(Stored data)
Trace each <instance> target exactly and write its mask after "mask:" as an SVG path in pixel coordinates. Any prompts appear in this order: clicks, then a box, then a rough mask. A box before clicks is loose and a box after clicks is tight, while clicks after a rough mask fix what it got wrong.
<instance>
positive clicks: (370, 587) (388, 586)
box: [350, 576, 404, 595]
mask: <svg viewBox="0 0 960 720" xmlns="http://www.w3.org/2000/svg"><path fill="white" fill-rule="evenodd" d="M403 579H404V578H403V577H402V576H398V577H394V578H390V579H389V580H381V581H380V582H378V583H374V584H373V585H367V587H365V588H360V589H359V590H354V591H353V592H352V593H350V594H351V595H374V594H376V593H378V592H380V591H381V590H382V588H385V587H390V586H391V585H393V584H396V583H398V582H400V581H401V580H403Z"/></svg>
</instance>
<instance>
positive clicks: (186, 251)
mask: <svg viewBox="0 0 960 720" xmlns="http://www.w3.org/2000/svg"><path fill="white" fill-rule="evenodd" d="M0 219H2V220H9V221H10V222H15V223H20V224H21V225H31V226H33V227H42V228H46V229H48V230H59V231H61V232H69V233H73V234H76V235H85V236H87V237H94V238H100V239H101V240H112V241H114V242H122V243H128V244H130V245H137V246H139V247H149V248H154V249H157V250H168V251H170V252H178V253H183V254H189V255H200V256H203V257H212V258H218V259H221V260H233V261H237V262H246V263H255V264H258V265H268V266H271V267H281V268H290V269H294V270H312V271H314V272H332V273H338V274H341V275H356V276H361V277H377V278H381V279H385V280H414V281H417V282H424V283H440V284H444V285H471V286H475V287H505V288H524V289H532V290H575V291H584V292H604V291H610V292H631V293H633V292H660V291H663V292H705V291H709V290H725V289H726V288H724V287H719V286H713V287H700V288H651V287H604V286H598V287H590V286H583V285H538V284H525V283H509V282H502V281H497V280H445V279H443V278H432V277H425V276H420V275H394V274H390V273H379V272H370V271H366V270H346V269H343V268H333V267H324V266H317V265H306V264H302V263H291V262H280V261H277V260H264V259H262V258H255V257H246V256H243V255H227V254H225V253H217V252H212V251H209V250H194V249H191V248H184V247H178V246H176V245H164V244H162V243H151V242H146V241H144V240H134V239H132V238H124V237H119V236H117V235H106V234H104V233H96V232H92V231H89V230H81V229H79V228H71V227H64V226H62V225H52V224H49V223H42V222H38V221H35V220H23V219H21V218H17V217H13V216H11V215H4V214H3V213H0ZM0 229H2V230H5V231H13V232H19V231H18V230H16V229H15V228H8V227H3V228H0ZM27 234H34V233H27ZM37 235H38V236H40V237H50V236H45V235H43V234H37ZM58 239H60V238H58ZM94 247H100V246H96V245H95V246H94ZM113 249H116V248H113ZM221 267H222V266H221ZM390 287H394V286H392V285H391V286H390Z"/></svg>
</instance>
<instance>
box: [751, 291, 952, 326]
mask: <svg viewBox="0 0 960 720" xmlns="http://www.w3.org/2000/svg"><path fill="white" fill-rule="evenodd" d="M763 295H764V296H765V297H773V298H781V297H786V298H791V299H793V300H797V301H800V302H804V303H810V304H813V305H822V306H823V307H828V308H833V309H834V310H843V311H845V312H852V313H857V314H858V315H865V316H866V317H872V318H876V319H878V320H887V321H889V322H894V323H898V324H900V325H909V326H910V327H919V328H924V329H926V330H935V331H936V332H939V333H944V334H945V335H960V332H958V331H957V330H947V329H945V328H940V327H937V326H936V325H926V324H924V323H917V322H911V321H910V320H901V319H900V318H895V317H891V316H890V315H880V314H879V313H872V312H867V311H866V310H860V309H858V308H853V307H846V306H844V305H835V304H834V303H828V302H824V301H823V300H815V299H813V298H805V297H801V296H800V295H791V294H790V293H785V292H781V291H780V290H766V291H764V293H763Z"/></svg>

#### Exercise details:
Please repeat all of the data above, word for word.

#### Response to this exercise:
Trace each <instance> target exactly and write its mask after "mask:" as an SVG path in pixel coordinates. Any prompts appear in this order: clicks, then a box, then a rough mask. A box before clicks is loose and a box after clicks is tight, while clicks after a rough mask fix what it got wrong.
<instance>
positive clicks: (370, 587) (388, 586)
box: [350, 576, 404, 595]
mask: <svg viewBox="0 0 960 720" xmlns="http://www.w3.org/2000/svg"><path fill="white" fill-rule="evenodd" d="M403 579H404V578H403V577H402V576H398V577H394V578H390V579H389V580H381V581H380V582H378V583H374V584H373V585H367V587H365V588H360V589H359V590H354V591H353V592H352V593H350V594H351V595H374V594H376V593H378V592H380V591H381V590H382V588H385V587H390V586H391V585H393V584H396V583H398V582H400V581H401V580H403Z"/></svg>
</instance>
<instance>
positive clicks: (186, 251)
mask: <svg viewBox="0 0 960 720" xmlns="http://www.w3.org/2000/svg"><path fill="white" fill-rule="evenodd" d="M0 219H2V220H9V221H10V222H15V223H20V224H21V225H31V226H33V227H42V228H46V229H48V230H59V231H61V232H69V233H73V234H76V235H85V236H87V237H94V238H100V239H101V240H112V241H114V242H122V243H128V244H130V245H137V246H139V247H149V248H154V249H157V250H168V251H170V252H178V253H183V254H189V255H200V256H203V257H212V258H218V259H221V260H233V261H237V262H246V263H255V264H258V265H268V266H271V267H281V268H290V269H294V270H312V271H314V272H332V273H338V274H341V275H356V276H361V277H377V278H381V279H385V280H414V281H417V282H424V283H440V284H444V285H471V286H475V287H505V288H524V289H532V290H575V291H584V292H604V291H610V292H631V293H633V292H660V291H663V292H705V291H709V290H725V289H726V288H724V287H719V286H713V287H700V288H651V287H604V286H598V287H590V286H583V285H538V284H525V283H509V282H502V281H497V280H445V279H443V278H432V277H425V276H420V275H394V274H390V273H379V272H370V271H366V270H346V269H343V268H333V267H324V266H317V265H306V264H302V263H291V262H280V261H277V260H264V259H262V258H255V257H246V256H243V255H227V254H225V253H217V252H212V251H209V250H194V249H191V248H184V247H178V246H176V245H164V244H162V243H151V242H146V241H144V240H134V239H132V238H124V237H119V236H117V235H106V234H104V233H96V232H92V231H89V230H81V229H79V228H71V227H64V226H62V225H52V224H49V223H42V222H38V221H35V220H23V219H21V218H17V217H13V216H11V215H4V214H3V213H0ZM0 229H2V230H5V231H13V232H19V231H18V230H16V229H15V228H8V227H3V228H0ZM27 234H34V233H27ZM37 235H38V236H40V237H50V236H45V235H43V234H37ZM58 239H60V238H58ZM94 247H100V246H96V245H95V246H94ZM113 249H116V248H113ZM221 267H222V266H221ZM390 287H394V286H392V285H391V286H390Z"/></svg>
</instance>
<instance>
box: [751, 291, 952, 326]
mask: <svg viewBox="0 0 960 720" xmlns="http://www.w3.org/2000/svg"><path fill="white" fill-rule="evenodd" d="M763 295H764V296H765V297H773V298H781V297H786V298H791V299H793V300H797V301H800V302H804V303H810V304H813V305H822V306H823V307H828V308H833V309H834V310H843V311H845V312H852V313H857V314H858V315H865V316H866V317H872V318H876V319H878V320H887V321H889V322H894V323H898V324H900V325H909V326H910V327H919V328H924V329H926V330H935V331H936V332H939V333H944V334H945V335H960V332H958V331H957V330H947V329H945V328H940V327H937V326H936V325H926V324H924V323H917V322H911V321H910V320H901V319H900V318H895V317H891V316H890V315H880V314H879V313H872V312H867V311H866V310H860V309H858V308H853V307H846V306H844V305H835V304H834V303H828V302H824V301H823V300H815V299H813V298H805V297H801V296H800V295H791V294H790V293H785V292H781V291H780V290H766V291H764V293H763Z"/></svg>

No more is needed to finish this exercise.